→ **What you are asked to do**: Find "the wooden rolling pin" in the data below; transcribe the line it appears on and each line after it, exactly, to the end, and nothing else.

╔══

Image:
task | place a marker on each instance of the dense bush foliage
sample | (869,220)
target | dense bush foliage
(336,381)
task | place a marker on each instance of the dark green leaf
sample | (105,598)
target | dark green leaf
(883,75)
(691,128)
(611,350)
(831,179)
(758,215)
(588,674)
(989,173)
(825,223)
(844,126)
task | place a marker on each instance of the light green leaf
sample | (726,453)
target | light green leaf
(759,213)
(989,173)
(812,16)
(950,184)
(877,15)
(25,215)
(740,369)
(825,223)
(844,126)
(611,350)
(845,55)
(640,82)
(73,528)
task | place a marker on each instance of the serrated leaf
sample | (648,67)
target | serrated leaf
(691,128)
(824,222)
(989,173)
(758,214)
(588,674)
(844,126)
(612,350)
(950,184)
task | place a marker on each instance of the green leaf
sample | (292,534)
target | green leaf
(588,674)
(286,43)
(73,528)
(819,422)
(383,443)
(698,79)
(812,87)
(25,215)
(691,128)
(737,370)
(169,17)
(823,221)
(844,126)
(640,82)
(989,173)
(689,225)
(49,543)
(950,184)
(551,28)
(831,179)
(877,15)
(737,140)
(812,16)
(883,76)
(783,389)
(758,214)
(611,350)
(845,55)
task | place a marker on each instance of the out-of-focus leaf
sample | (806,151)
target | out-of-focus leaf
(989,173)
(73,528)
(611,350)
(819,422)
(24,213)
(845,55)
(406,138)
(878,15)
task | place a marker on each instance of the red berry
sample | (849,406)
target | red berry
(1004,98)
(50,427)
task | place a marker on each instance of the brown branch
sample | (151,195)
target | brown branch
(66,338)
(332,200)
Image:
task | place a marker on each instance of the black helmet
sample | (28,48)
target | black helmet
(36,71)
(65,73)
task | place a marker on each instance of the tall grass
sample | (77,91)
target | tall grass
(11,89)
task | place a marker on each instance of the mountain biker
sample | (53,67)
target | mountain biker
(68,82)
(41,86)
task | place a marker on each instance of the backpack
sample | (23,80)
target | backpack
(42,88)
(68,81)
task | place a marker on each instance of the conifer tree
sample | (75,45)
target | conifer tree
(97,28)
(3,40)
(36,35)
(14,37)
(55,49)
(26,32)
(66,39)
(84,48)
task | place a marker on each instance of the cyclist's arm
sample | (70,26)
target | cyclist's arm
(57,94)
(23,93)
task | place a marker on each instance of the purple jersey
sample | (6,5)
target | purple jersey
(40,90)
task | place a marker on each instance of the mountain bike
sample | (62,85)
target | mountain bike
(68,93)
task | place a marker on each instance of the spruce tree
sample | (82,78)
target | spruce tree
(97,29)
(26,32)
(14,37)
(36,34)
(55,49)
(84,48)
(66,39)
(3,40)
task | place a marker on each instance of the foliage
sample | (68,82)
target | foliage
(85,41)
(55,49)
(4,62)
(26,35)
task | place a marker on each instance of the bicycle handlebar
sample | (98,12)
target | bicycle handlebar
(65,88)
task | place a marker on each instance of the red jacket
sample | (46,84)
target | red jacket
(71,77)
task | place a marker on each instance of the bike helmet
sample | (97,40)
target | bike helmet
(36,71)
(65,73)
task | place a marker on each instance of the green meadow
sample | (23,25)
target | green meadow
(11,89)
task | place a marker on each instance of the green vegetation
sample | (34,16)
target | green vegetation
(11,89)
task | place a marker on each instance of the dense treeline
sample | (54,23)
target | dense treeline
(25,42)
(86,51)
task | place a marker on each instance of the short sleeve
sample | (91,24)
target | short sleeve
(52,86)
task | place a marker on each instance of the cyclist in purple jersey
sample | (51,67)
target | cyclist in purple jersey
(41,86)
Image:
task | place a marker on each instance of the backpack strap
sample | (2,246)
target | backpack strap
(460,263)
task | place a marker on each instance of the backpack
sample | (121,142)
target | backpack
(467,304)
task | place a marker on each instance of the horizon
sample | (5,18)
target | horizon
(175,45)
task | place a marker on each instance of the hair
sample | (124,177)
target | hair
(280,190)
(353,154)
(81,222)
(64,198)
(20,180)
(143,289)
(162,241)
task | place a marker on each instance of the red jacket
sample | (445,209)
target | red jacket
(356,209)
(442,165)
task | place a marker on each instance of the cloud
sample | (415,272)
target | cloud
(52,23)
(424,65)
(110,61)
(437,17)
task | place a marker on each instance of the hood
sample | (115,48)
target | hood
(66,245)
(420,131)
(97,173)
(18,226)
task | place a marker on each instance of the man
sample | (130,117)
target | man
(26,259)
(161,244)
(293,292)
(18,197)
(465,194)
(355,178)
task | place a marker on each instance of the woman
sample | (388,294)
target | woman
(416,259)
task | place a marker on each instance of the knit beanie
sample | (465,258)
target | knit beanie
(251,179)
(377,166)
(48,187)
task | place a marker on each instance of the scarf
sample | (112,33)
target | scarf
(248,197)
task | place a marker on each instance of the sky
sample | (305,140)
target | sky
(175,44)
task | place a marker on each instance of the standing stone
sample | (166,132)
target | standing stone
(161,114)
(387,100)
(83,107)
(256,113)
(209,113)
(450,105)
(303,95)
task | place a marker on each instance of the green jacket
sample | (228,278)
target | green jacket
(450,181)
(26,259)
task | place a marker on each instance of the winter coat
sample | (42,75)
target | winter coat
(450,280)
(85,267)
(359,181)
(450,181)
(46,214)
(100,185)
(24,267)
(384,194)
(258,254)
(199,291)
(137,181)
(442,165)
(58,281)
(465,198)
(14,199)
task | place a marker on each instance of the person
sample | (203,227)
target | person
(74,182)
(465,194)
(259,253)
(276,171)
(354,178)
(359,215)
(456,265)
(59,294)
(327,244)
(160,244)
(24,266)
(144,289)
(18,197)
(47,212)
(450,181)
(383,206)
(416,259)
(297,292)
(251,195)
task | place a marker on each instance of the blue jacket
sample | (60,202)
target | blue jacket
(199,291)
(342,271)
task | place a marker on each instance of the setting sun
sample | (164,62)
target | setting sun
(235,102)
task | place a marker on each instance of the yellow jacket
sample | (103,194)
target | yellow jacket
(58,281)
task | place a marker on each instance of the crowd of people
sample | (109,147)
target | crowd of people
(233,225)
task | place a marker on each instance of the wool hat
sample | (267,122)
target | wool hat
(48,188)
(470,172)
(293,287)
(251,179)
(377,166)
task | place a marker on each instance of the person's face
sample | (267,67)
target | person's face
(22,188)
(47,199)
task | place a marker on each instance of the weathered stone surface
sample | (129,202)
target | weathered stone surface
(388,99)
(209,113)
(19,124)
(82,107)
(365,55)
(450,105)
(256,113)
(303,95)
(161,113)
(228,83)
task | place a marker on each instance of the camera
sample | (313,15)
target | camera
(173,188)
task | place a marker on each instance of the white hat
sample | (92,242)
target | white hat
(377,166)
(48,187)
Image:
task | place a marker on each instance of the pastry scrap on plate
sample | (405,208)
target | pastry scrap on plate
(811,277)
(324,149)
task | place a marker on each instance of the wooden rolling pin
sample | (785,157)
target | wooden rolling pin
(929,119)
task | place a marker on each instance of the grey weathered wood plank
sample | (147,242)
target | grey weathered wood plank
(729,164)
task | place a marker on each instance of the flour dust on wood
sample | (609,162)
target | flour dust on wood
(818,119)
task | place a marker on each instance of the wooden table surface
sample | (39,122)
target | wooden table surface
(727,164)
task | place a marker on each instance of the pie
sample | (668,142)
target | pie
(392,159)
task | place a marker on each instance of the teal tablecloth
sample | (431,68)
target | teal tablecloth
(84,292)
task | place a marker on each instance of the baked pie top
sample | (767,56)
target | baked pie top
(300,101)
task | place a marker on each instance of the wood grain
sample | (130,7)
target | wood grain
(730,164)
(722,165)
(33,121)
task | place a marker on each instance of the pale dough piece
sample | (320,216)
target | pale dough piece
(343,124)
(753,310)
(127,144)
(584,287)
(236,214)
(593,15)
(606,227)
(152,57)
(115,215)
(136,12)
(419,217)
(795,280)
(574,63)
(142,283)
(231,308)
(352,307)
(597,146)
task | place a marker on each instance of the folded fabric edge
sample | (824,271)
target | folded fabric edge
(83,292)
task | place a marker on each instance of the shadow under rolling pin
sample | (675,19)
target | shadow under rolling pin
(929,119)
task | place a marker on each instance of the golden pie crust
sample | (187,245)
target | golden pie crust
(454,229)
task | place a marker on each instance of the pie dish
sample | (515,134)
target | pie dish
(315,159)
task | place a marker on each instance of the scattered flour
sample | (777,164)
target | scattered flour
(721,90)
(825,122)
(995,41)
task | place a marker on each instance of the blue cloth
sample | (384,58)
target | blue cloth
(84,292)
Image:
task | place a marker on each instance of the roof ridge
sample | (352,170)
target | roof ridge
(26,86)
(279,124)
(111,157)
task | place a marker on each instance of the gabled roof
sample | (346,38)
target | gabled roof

╚══

→ **Complete answer**:
task | place a marker on each instance of the wooden rolling pin
sample | (785,157)
target | wooden rolling pin
(929,119)
task | place a marker on each instance of the grey weathered wood plank
sample | (147,242)
target | grey weathered wood plank
(729,164)
task | place a marker on each instance of the flour dust on wood
sample | (609,162)
target | flour dust on wood
(818,119)
task | place a marker on each instance of the wooden table surface
sample | (39,122)
target | wooden table surface
(727,164)
task | place a marker on each instance of the pie
sample | (668,142)
target | pie
(392,159)
task | place a marker on each instance of the teal tablecloth
sample | (431,68)
target | teal tablecloth
(84,292)
task | place a marker on each instance of the baked pie top
sample | (767,56)
target | baked pie top
(300,101)
task | place a marker on each instance of the wood grain
sample | (130,7)
target | wood grain
(730,164)
(722,165)
(33,121)
task | place a marker on each instance of the pale dough piece
sample | (320,216)
target | pale dough piece
(343,124)
(753,310)
(127,144)
(584,287)
(236,214)
(593,15)
(606,227)
(152,57)
(115,215)
(136,12)
(419,217)
(795,280)
(574,63)
(142,283)
(231,308)
(352,307)
(597,146)
task | place a marker on each instance of the folded fabric edge
sample | (824,271)
target | folded fabric edge
(83,292)
task | place a marker on each instance of the shadow under rolling pin
sample | (675,19)
target | shadow under rolling pin
(929,119)
task | place a marker on each instance of the golden pie crust
sample | (187,245)
target | golden pie crust
(454,229)
task | place a marker on each instance of the pie dish
sample | (515,134)
target | pie dish
(315,159)
task | place a marker on each instance of the scattered flour
sample | (777,164)
target | scattered flour
(721,90)
(825,122)
(995,41)
task | place a marker on each instance of the blue cloth
sample | (384,58)
target | blue cloth
(84,292)
Image:
task | place a marker on each instance of the roof ridge
sample | (352,170)
target | roof ridge
(26,86)
(279,124)
(111,157)
task | place a marker on each instance of the gabled roof
sample | (346,38)
target | gabled roof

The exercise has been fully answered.